• _EXTRACT TO READ_:
────────

Government's Stepped-up Efforts to Curb Fraud
Looking at Criminal Fraud
On Monday, December 6, 2010, the Justice Department charged hundreds of people in criminal and civil financial fraud cases in an effort to cut down on investment scams such as Ponzi schemes. The Bernie Madoff affair is the "mother of all Ponzi schemes" as I previously blogged. However, it doesn't stop with Madoff. Government officials claim that these and other schemes harmed more than 120,000 people and that criminals stole thousands and sometimes millions of dollars from victims. There appears to be three groups of scammed investors. One group are those that trust the scam artist and may even have a personal relationship with that party just as did those harmed by Madoff's scams. Another group appears to be well-heeled individuals such as those in the sports and entertainment fields. These folks may be ready targets because they have a lot of money to invest, typically know little or nothing about how to invest it, and some may also rely on outside parties to advise them on investments only to find that they, too, have been scammed. Then there are the least among us able to provide for our own future retirement such as the elderly who believe the promises of huge returns only to lose their life savings.
What leads someone to take advantage of others in the worst kind of way? Are they good people who just got greedy? If that's the case they are not good people. They pursue their own self-interests to the detriment of others. They rarely consider the consequences of their actions on others. They look for any advantage -- an opening -- to build the level of trust needed to scam another party in the grossest way.
What can we do about it as a society? Ponzi schemes and the like are indicators of a greater malaise in our society where too many people look for ways to get money without working hard to get it. In other words, they earn their money the new way -- scamming -- not the old fashioned way as the veritable, old brokerage house of Smith Barney used to say. You remember -- we eeaarn it!
Every day we seem to hear about some kind of financial fraud whether it is investment scams, financial statement fraud, Medicare fraud, city officials like those at Bell city in California stealing the public's money by pulling in outrageous salaries and other benefits. Then there are those who use their position and influence to enhance personal wealth such as government officials. Let’s not leave out the corporate-types who walk away from their jobs with multi-million dollar severance packages even in the face of a financial meltdown. This is just the tip of the iceberg. We have a real problem in the U.S. and it's getting worse.

────────

• _MATERIAL SUPPLIED_:
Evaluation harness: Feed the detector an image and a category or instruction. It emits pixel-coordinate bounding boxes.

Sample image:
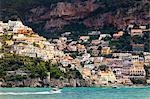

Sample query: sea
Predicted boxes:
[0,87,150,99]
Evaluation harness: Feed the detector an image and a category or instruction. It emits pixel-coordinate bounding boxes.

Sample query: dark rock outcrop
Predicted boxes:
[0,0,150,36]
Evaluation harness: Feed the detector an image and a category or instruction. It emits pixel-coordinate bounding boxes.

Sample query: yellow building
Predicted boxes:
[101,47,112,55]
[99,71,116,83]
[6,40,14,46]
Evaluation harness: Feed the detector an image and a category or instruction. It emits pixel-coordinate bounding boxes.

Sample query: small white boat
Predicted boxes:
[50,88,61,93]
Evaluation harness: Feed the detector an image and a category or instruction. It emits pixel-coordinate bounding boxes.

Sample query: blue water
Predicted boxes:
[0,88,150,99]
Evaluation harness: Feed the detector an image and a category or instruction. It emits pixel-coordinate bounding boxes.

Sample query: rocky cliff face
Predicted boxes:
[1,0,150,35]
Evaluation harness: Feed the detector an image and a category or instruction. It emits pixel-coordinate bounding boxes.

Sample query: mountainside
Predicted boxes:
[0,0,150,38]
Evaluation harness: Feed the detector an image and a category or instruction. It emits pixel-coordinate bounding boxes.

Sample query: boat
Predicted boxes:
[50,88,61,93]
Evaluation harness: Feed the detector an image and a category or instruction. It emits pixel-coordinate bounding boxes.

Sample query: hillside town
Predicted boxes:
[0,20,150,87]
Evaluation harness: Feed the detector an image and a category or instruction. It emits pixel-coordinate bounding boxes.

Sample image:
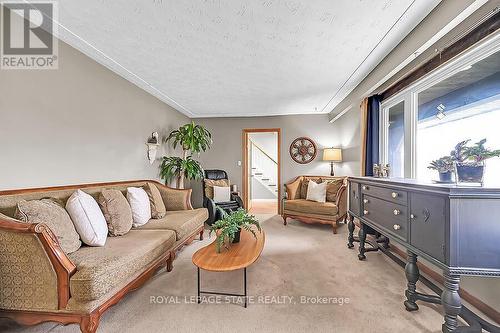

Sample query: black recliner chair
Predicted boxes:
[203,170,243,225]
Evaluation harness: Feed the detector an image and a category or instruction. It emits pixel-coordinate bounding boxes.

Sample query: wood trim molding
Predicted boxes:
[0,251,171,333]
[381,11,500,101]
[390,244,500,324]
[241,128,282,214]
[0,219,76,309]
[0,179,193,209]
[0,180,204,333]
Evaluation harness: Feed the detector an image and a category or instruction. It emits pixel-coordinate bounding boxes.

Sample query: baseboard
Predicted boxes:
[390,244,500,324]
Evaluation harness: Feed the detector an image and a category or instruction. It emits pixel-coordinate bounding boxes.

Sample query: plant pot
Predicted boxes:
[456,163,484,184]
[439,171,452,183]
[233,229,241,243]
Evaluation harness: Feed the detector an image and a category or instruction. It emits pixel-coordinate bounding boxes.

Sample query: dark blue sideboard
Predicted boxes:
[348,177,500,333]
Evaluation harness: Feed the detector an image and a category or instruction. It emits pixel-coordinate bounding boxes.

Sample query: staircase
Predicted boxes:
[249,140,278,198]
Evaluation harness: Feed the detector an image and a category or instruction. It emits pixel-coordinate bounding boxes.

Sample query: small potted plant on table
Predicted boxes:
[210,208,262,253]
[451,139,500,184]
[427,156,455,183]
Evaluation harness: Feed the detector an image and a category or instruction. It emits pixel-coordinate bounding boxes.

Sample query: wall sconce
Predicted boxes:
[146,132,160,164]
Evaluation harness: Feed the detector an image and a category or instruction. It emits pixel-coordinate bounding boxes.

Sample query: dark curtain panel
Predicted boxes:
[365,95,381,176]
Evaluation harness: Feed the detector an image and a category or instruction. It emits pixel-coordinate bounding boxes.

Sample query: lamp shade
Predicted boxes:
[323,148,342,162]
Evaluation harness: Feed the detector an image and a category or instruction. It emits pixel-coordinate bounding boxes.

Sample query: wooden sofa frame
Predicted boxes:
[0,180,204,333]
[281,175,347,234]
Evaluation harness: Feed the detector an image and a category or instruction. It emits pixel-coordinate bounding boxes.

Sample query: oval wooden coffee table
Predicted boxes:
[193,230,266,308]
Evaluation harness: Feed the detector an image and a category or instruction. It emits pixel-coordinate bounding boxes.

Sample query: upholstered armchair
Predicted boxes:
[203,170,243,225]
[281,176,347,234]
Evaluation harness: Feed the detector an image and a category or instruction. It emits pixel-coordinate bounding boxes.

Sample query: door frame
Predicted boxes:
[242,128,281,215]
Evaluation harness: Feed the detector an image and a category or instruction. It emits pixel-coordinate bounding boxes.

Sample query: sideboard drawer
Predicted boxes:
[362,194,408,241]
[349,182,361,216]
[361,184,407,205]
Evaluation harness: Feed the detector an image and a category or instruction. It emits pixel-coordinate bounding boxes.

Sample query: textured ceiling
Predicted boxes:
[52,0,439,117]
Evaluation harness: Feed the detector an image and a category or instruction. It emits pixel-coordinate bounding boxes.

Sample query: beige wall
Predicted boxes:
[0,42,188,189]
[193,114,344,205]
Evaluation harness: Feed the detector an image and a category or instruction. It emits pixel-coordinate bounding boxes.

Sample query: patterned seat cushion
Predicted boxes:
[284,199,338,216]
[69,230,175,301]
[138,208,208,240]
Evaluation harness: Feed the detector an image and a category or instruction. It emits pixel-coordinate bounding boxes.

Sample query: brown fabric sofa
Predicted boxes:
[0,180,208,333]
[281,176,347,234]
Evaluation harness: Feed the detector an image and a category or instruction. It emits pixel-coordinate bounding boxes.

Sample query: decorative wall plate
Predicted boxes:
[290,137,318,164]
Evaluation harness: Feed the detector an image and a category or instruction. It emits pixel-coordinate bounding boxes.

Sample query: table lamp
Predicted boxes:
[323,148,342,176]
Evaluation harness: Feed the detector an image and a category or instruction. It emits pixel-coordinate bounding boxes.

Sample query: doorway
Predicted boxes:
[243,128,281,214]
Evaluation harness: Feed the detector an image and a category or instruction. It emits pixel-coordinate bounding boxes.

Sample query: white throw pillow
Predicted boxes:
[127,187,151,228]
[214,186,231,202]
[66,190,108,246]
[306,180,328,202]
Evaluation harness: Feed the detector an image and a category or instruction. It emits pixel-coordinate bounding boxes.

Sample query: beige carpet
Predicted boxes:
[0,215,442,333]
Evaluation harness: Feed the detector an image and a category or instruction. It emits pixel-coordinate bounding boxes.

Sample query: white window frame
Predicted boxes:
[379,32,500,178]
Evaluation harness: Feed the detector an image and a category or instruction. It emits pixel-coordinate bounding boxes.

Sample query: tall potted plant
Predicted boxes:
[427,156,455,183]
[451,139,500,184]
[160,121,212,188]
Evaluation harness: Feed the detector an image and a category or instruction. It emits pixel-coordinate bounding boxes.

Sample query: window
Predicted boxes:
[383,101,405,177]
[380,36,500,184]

────────

• _APPLY WHAT YOU READ_:
1. List the three groups of scammed investors that the text on curbing fraud identifies.
2. Translate into Spanish the following sentence from the text on curbing fraud: "We have a real problem in the U.S. and it's getting worse."

• _RESPONSES IN ORDER_:
1.
1. Those who trust the scam artist and may even have a personal relationship with that party, as did those harmed by Madoff's scams.
2. Well-heeled individuals, such as those in the sports and entertainment fields.
3. Those least able to provide for their own future retirement, such as the elderly who believe the promises of huge returns.

2. Tenemos un verdadero problema en los EE. UU. y está empeorando.